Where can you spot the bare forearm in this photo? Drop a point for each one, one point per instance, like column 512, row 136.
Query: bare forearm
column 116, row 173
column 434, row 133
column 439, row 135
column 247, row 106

-=-=-=-=-

Could you repeat the rows above, substituting "uncovered lower arm" for "bare forearm" wherever it occurs and leaving everything else unchanged?

◆ SOLUTION FOR THIS EXERCISE
Where can you spot the uncovered lower arm in this photo? Drop a point for each one, one point per instance, like column 512, row 136.
Query: uncovered lower arm
column 116, row 173
column 434, row 133
column 439, row 135
column 247, row 106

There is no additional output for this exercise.